PROBLEM REQUIREMENTS: Scan the entries below. Return every line that includes "position".

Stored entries

Start of Block

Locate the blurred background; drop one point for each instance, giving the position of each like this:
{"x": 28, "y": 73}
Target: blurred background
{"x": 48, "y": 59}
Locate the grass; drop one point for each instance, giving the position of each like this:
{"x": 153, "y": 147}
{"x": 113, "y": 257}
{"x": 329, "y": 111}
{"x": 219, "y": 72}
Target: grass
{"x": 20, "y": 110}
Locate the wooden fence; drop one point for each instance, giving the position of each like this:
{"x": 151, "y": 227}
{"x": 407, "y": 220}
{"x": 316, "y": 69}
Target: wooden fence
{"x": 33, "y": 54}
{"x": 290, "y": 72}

End of Block
Start of Block

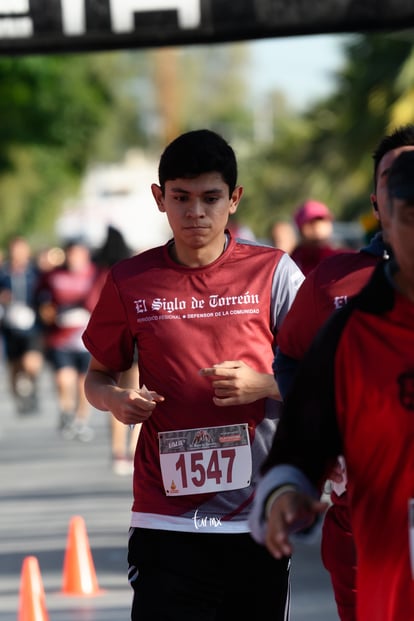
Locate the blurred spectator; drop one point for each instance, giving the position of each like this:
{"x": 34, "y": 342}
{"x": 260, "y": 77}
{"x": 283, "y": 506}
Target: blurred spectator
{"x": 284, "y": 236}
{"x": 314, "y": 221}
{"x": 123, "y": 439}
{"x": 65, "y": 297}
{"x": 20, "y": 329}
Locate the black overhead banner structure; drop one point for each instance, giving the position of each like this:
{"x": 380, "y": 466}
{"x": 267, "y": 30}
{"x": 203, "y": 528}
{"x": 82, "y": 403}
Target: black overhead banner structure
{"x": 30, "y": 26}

End of Block

TASK ANSWER:
Locate the blurred background; drop one point for each instance, giving the position of each like this:
Locate the grass; drop one point for each instance, giving the position of each like this:
Locate the wooden fence; drop one point for each instance, giving the position of each like this:
Locate the blurred spectator; drop one point for each instance, giving the position of each like this:
Locate the black overhead banner structure; drop one point for each instance, giving the position of each like this:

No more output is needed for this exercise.